Cerca de 2000 personas –entre ellas víctimas directas y familiares de asesinados por él-, se reunieron a las puertas del evento para encarar a sus cómplices y sostenedores que asistieron. Krassnoff participó de las torturas a Osvaldo Andrade, actual presidente del Partido Socialista, y a Gabriel Salazar, Premio Nacional de Historia, sólo por nombrar a los más famosos de su larga lista de martirizados. Hay quienes rumorean que tuvo en sus manos incluso a la ex presidenta Michelle Bachelet.
Según acaba de contar el médico Patricio Bustos, Krassnoff “gritaba y agredía a las personas amarradas, vendadas, de todas las edades. Ahí llegó Carmen Andrade, la ex subsecretaria del Sernam (Servicio Nacional de la Mujer), con uniforme escolar. Ahí llegaban niños de dos años, ancianos de más de 80, maltratados (…) Krassnoff nos torturó juntos. Nos tiraron a la parrilla eléctrica, desnudos, amarrados a un somier metálico con aplicaciones de electricidad. También me desnudaron, me golpearon con pies y manos y me aplicaron electricidad, me quemaron con cigarros.”

| INFORMACIÓN MOSTRADA |

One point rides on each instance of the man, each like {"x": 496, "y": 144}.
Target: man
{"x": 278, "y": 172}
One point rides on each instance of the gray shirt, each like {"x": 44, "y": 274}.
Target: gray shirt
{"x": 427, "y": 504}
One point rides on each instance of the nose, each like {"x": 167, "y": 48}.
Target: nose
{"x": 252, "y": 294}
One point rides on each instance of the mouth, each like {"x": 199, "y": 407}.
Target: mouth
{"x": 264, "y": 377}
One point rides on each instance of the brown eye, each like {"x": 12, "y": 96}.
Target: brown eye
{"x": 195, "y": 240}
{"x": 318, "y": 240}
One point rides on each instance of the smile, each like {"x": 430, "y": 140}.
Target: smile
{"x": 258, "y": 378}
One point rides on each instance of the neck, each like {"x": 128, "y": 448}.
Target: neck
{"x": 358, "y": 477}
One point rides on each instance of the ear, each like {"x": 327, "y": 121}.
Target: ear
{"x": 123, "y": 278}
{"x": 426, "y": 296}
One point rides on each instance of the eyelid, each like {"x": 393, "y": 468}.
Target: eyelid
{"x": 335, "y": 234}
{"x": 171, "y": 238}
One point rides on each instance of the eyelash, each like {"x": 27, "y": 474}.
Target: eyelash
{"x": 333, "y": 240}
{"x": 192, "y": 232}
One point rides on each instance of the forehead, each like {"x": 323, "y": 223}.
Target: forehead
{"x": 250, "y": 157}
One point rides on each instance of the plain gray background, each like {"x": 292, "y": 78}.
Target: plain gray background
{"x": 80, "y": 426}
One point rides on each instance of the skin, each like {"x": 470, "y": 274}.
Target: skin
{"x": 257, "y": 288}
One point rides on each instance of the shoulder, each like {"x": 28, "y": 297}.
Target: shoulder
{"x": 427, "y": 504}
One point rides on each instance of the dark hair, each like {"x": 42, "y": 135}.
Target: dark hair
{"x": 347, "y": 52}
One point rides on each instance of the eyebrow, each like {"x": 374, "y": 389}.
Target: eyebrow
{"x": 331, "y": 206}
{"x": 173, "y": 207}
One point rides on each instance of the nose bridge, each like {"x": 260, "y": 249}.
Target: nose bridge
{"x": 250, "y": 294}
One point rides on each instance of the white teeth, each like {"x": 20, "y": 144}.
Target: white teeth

| TAREAS Y EJERCICIOS |
#1 Responde estas preguntas sobre el texto acerca de Krassnoff:
(a) ¿Cuántas personas se reunieron a las puertas del evento?
(b) ¿Qué cargo ocupa actualmente Osvaldo Andrade?
(c) ¿Con qué ropa llegó Carmen Andrade?
#2 Indica si cada afirmación concuerda con el texto sobre Krassnoff y cita las palabras que lo deciden:
(a) Gabriel Salazar recibió el Premio Nacional de Historia.
(b) Se da por cierto que Krassnoff tuvo en sus manos a Michelle Bachelet.
(c) Según Patricio Bustos, llegaban niños de dos años.
#3 Prolonga el texto sobre Krassnoff a partir de su última oración.

| RESPUESTAS POR TAREA |
#1
(a) Cerca de 2000 personas.
(b) Es presidente del Partido Socialista.
(c) Con uniforme escolar.

#2
(a) Sí: "Gabriel Salazar, Premio Nacional de Historia".
(b) No: "Hay quienes rumorean que tuvo en sus manos incluso a la ex presidenta Michelle Bachelet."
(c) Sí: "Ahí llegaban niños de dos años".

#3
Miguel Krassnoff, Prisionero por Servir a Chile, según reza el título del libro que este 21 de noviembre fue lanzado por cuarta vez en el Club Providencia, como excusa para glorificarlo. En la página web que lo publicita aseguran que “El libro promete una lectura entretenida y la historia verídica de un Cosaco ruso que ha dado todo por nuestra Patria.” El linaje del torturador es de una sola línea. Su abuelo es Piotr Nikolaevich Krasnov, militar ruso furiosamente anticomunista que durante la Segunda Guerra Mundial se puso al servicio de los nazis. Tanto el viejo Piotr como su hijo Semion, el padre de Miguelito, fueron enjuiciados y condenados a muerte en su país como criminales de guerra y traidores a la patria, luego de participar en la eliminación masiva de judíos como miembros de la célebre Waffen SS.
(El abuelo de Krassnoff dirigiéndose a las tropas aristas)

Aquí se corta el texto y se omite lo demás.